Location annotation dataset excerpts
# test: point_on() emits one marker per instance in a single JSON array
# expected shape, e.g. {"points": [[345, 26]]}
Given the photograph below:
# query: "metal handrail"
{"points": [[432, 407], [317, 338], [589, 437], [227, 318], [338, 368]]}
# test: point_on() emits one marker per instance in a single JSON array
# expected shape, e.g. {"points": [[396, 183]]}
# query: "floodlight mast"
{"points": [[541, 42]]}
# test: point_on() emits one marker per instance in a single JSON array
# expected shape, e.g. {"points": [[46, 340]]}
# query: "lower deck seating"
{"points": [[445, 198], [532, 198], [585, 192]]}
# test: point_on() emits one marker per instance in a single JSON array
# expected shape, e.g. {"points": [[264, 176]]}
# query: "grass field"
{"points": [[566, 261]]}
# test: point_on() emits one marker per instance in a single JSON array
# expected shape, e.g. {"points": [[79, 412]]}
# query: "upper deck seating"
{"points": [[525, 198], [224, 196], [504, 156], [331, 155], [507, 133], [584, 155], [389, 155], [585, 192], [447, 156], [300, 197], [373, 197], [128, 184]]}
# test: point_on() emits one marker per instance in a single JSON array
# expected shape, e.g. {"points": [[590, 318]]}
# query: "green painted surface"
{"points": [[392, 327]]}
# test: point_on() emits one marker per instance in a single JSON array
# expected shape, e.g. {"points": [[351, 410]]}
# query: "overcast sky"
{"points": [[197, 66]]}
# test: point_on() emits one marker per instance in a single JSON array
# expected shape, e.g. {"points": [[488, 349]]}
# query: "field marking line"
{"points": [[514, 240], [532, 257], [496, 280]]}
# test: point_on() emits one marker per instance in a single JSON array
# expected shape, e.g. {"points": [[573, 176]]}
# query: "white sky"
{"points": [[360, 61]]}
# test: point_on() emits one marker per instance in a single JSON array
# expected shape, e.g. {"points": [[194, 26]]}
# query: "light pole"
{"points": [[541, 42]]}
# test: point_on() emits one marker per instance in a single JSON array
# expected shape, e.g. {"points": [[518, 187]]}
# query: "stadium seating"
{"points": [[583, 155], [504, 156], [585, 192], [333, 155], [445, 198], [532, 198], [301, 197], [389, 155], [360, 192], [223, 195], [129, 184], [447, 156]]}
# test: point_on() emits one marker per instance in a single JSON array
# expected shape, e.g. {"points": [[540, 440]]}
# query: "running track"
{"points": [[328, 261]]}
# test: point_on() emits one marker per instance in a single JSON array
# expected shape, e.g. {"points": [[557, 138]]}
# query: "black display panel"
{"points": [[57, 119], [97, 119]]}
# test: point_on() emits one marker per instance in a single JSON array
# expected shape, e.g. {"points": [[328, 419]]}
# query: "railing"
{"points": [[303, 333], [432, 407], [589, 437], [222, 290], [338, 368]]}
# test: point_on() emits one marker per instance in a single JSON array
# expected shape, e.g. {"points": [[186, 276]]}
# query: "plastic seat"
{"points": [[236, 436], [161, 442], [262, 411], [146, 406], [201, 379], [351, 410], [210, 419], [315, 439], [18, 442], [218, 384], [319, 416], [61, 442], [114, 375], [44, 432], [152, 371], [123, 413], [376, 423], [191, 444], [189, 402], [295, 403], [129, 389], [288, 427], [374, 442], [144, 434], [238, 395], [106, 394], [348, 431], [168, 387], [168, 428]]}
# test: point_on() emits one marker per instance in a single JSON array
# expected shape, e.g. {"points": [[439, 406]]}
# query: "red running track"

Problem details: Return the material in full, exactly as shown.

Answer to the task:
# test: point_on() emits one marker per instance in a single JSON array
# expected shape, e.g. {"points": [[345, 26]]}
Given the photograph below:
# query: "metal handrail"
{"points": [[432, 407], [317, 338], [589, 437], [227, 318], [338, 368]]}
# test: point_on() emits one marker per instance in a single JSON array
# expected shape, e.g. {"points": [[396, 183]]}
# query: "floodlight mast"
{"points": [[541, 42]]}
# test: point_on() emits one marker per instance in a single JSON array
# expected shape, e.g. {"points": [[46, 340]]}
# query: "lower deck seating"
{"points": [[445, 198], [532, 198], [585, 192]]}
# test: point_on() emits one marker per instance in a single JSON array
# expected shape, e.g. {"points": [[264, 176]]}
# query: "grass field"
{"points": [[566, 261]]}
# test: point_on() emits one marker per instance in a single JSON array
# expected shape, e.g. {"points": [[79, 412]]}
# query: "upper deck seating"
{"points": [[525, 198], [224, 196], [504, 156], [331, 155], [507, 133], [584, 155], [389, 155], [585, 192], [447, 156], [300, 197], [373, 197], [128, 184]]}
# test: point_on() emits one marker per instance in a single JSON array
# expected shape, e.g. {"points": [[590, 318]]}
# query: "green painted surface"
{"points": [[392, 327]]}
# test: point_on() emits one marker per instance in a single JSON array
# expected shape, e.g. {"points": [[351, 410]]}
# query: "overcast sky"
{"points": [[197, 66]]}
# test: point_on() emits one marker per instance in a single JSON array
# expected shape, e.g. {"points": [[488, 349]]}
# query: "field marking line"
{"points": [[514, 240], [532, 257], [496, 280]]}
# test: point_on() emits one marker per instance in a single JSON array
# expected shape, e.g. {"points": [[573, 176]]}
# query: "white sky"
{"points": [[360, 61]]}
# test: point_on() emits one marker per instance in a single JSON array
# expected shape, e.g. {"points": [[194, 26]]}
# query: "light pole"
{"points": [[541, 42]]}
# test: point_on() emits one marker per instance in a single JSON array
# expected shape, e.g. {"points": [[518, 187]]}
# query: "stadium seating"
{"points": [[583, 155], [504, 156], [585, 192], [333, 155], [445, 198], [532, 198], [301, 197], [389, 155], [360, 192], [223, 195], [129, 184], [447, 156]]}
# test: point_on() emits one marker per instance in a single JSON array
# expected shape, e.g. {"points": [[540, 440]]}
# query: "running track"
{"points": [[328, 261]]}
# test: point_on() emits one marker per instance in a single JSON array
# expected shape, e.g. {"points": [[557, 138]]}
# query: "black display panel"
{"points": [[57, 119], [97, 119]]}
# test: point_on() emits one marker per instance in a single JSON array
# expected shape, e.g. {"points": [[328, 419]]}
# query: "railing"
{"points": [[303, 333], [432, 407], [589, 437], [222, 290], [338, 368]]}
# test: point_on() emits one marker per instance in a single JSON array
# expected shape, e.g. {"points": [[186, 276]]}
# query: "plastic seat"
{"points": [[236, 436], [161, 442], [262, 411], [146, 406], [201, 379], [351, 410], [210, 419], [315, 439], [18, 442], [218, 384], [319, 416], [61, 442], [114, 375], [44, 432], [152, 371], [123, 413], [376, 423], [191, 444], [189, 402], [295, 403], [129, 389], [288, 427], [374, 442], [144, 434], [238, 395], [106, 394], [348, 431], [168, 387], [168, 428]]}
# test: point_on() emits one marker per instance in a single JSON array
# expected shape, e.g. {"points": [[439, 406]]}
# query: "red running track"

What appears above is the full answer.